> _Description of the task_
Reproduce each of the records below word for word, without changing anything.

> _Data provided_
▬▬▬▬▬▬

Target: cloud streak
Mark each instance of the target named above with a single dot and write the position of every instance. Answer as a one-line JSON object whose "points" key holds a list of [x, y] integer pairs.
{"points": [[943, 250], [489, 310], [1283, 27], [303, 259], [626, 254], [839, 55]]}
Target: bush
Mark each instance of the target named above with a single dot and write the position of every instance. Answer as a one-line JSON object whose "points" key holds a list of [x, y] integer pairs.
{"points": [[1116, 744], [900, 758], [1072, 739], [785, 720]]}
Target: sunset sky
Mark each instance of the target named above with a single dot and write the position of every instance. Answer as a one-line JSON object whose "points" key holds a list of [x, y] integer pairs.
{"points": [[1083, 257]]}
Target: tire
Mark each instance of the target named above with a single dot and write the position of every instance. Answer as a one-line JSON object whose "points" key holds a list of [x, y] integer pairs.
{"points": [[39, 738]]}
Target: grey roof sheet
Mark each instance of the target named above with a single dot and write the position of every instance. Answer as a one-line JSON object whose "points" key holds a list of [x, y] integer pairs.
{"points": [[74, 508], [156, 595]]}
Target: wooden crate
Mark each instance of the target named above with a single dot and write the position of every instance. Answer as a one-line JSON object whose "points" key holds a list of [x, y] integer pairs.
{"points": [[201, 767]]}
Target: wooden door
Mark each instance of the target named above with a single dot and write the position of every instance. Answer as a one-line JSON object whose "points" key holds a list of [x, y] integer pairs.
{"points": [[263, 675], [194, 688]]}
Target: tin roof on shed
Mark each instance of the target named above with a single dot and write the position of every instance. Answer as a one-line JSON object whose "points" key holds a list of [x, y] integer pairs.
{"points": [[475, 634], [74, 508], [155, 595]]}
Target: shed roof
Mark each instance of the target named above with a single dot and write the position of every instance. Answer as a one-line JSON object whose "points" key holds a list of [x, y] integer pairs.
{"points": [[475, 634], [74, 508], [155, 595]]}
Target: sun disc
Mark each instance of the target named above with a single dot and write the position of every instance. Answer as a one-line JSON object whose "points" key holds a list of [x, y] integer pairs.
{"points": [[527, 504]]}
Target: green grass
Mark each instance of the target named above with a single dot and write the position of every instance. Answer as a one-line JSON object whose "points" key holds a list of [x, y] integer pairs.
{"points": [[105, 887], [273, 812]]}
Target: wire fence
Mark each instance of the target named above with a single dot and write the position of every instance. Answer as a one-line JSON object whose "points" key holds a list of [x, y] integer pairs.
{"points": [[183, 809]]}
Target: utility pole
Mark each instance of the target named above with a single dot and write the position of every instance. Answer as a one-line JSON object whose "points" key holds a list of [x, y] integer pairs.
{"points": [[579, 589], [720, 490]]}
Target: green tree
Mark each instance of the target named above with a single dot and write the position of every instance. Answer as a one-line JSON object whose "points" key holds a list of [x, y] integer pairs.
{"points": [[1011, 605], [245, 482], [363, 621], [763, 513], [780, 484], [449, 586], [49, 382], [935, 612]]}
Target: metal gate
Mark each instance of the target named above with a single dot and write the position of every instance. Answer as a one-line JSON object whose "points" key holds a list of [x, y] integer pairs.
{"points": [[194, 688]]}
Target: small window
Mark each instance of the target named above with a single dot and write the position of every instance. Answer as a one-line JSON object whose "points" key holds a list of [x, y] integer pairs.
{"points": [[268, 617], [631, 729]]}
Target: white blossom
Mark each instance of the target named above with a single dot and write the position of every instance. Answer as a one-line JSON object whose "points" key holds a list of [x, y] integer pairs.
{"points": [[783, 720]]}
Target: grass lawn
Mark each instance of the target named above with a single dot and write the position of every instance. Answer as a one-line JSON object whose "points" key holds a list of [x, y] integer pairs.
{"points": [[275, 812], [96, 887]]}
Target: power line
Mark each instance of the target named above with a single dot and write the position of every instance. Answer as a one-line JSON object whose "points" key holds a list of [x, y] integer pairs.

▬▬▬▬▬▬

> _Answer for the task_
Target: cloud streak
Mark each instance of the target named above with a single dot and write the position of every instance. Answer as a one-line JSON object whose "points" key holds a list of [x, y] integer pairs.
{"points": [[943, 250], [489, 310], [1283, 27], [303, 259], [626, 254], [839, 55]]}
Target: bush
Mark each instance of the target named above with a single dot and write the position of every instance. Answer as a one-line JSON object whose "points" key holds a list of [x, y] integer pairs.
{"points": [[1116, 744], [900, 758], [1072, 739], [785, 720]]}
Target: sunset sky
Mark each instance of the target named above with a single dot and write the position of every instance. Answer as a one-line JSON object whose "points" key holds a list of [x, y] integer pairs.
{"points": [[1083, 257]]}
Target: tire
Mark each instance of the target named above with a single dot and write the position of every instance. Answer as a one-line JSON object whose "points" key holds a list of [x, y] integer pairs.
{"points": [[39, 738]]}
Target: grey roof sheet
Mark each instance of the target named above with a single dot and write the position of every instance. Answer as a one-line JSON object whose "points" key holds a list of [x, y] integer pairs.
{"points": [[74, 508], [156, 595]]}
Target: wooden crate
Mark each instance of the target named above with a single dot and write the position of every instance. Answer as a one-line JSON object whose "points" key holds a list of [x, y] integer pairs.
{"points": [[201, 767]]}
Target: wooden door
Mark each instance of the target named above with a single dot and write the position of every instance. Answer as a one-line JSON object whose "points" key holds a list of [x, y] integer pairs.
{"points": [[263, 675], [194, 688]]}
Target: tin roof on shed
Mark each instance of the target named above with a single dot and write the position of every instance. Answer as a one-line JSON object whose "points" key holds a list of [x, y] integer pairs.
{"points": [[475, 634], [74, 508], [155, 595]]}
Target: shed roof
Mark each instance of the target named above with a single dot and write the position of every instance. Answer as a one-line JSON object whose "points" key holds a list of [x, y] integer pairs.
{"points": [[475, 634], [74, 508], [155, 595]]}
Target: sun disc
Mark each instance of the target named above with a single dot and write the position of every instance. Answer as a one-line JSON object whose "points" key holds a list of [x, y] integer pairs.
{"points": [[527, 504]]}
Target: green grass
Mark each instance of the target named above with a single dot and write the position of every instance. Answer as a one-line JSON object whose "points" key holds a list of [x, y] integer pairs.
{"points": [[105, 887], [273, 812]]}
Target: wire fence
Mark each instance of the target named above with a single dot and write the position of every instance. Answer as a one-line JSON object whose "points" key holds a list of [x, y] integer pairs.
{"points": [[183, 809]]}
Target: utility pole
Mark each instance of the target named above with a single dot and write the position of every instance. Answer as a one-line JSON object whose "points" key holds a list of [x, y] integer pairs.
{"points": [[579, 589], [720, 490]]}
Target: green tree
Mark each instance of the target named above with a single dot and write the position of every instance. Answer as a one-line JSON object whose "points" key holds a list of [x, y] integer pairs.
{"points": [[1011, 605], [245, 482], [363, 621], [763, 513], [780, 484], [449, 586], [49, 382], [935, 612]]}
Target: metal gate
Mark each instance of the target named above with a single dot and write the position of every instance. Answer as a one-line JSON object whose "points" key holds a list of [x, y] integer pairs.
{"points": [[194, 688]]}
Target: small window
Mark each instance of the target named above with a single dot and write the position of every instance. Answer as a one-line JSON object whose "points" key holds a list of [x, y] integer pairs.
{"points": [[268, 617], [631, 729]]}
Target: white blossom
Mark each instance of the target named above with a single dot and write the position of every instance. Answer as a one-line JSON object whose "points" key holds a list of [x, y] integer pairs.
{"points": [[783, 720]]}
Target: grass lawn
Mark each instance of the target named above with a single dot and write the position of every instance. Answer as a one-line JSON object whose "points" key holds a list of [x, y] integer pairs.
{"points": [[275, 812], [96, 887]]}
Target: power line
Mark each instance of the target named above with a single dot and write the position of every instance. Answer as a one-line JSON object whose "points" key holds a list of [x, y] integer pairs.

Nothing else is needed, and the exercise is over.